**PROVIDED PASSAGE:**
4imprint Group plc is a London-based direct marketer of promotional merchandise. It has offices in the United States, United Kingdom, and Europe. It is listed on the London Stock Exchange and is a constituent of the FTSE 250 Index.

History
The company was founded by Dick Nelson as Nelson Marketing in Logansport, Indiana in 1985. It was acquired by Bemrose Corporation in 1996. In 2000, Bemrose Corporation exited the paper products business and changed its name to 4imprint Group plc. Its North America division was renamed 4imprint Inc.

In 2003, Hanover Investors, a private equity firm, purchased over 25% of 4imprint over the course of a month. They led a shareholder rebellion, and shareholders called for the removal of all non-executive directors after talks between 4imprint and Hanover Investors broke down.

4imprint established a distribution center in Oshkosh, Wisconsin in 2009. In 2012, it sold Kreyer Promotion Service GmbH and Brand Addition Limited to European affiliate companies of H.I.G. Capital for £24 million.

**STATED GOAL A:** According to the 4imprint passage, which firm acquired Nelson Marketing in 1996?
**STATED GOAL B:** Retype the part of the 4imprint passage starting at "4imprint Group plc is" and ending at "Investors broke down.".
The items after this point have no connection to the 4imprint passage.

**ROWS:**
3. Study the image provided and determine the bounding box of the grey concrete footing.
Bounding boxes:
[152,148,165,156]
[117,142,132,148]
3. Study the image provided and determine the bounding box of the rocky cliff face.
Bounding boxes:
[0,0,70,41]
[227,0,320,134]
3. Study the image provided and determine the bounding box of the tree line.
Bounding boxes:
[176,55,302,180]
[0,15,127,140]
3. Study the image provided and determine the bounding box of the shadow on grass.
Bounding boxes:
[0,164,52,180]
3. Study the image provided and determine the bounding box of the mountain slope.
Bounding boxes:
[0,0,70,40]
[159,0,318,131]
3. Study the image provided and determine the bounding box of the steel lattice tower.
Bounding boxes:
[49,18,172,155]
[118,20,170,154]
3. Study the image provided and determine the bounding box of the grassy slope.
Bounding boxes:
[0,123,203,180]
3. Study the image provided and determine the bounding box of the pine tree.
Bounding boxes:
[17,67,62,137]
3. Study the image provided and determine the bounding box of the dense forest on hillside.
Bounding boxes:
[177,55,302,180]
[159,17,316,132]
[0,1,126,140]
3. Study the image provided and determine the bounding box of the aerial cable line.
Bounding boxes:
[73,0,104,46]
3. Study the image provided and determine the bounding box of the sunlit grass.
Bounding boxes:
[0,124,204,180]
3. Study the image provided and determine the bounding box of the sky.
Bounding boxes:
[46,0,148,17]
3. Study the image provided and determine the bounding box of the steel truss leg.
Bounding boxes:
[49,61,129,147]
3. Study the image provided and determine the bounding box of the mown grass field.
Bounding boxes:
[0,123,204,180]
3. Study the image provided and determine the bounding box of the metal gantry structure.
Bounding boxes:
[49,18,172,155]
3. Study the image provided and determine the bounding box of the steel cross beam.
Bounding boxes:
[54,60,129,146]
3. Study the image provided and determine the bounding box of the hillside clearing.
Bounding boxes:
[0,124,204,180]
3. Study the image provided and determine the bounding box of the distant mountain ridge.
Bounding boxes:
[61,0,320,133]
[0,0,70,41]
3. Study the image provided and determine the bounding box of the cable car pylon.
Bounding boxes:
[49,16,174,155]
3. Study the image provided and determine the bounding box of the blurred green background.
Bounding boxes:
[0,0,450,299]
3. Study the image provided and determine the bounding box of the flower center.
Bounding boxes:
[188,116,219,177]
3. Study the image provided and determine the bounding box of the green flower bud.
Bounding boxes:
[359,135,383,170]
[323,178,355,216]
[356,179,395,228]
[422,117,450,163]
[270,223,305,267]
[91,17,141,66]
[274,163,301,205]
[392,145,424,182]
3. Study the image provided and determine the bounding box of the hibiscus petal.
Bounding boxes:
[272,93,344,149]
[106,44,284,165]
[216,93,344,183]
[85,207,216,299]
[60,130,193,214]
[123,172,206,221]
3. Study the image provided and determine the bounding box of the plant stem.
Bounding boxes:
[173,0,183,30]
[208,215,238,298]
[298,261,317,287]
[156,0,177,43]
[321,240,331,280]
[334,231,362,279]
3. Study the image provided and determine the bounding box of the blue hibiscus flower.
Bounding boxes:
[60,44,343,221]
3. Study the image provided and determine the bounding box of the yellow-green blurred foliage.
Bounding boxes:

**WORKED ANSWER A:** Bemrose Corporation acquired Nelson Marketing in 1996.

**WORKED ANSWER B:**
4imprint Group plc is a London-based direct marketer of promotional merchandise. It has offices in the United States, United Kingdom, and Europe. It is listed on the London Stock Exchange and is a constituent of the FTSE 250 Index.

History
The company was founded by Dick Nelson as Nelson Marketing in Logansport, Indiana in 1985. It was acquired by Bemrose Corporation in 1996. In 2000, Bemrose Corporation exited the paper products business and changed its name to 4imprint Group plc. Its North America division was renamed 4imprint Inc.

In 2003, Hanover Investors, a private equity firm, purchased over 25% of 4imprint over the course of a month. They led a shareholder rebellion, and shareholders called for the removal of all non-executive directors after talks between 4imprint and Hanover Investors broke down.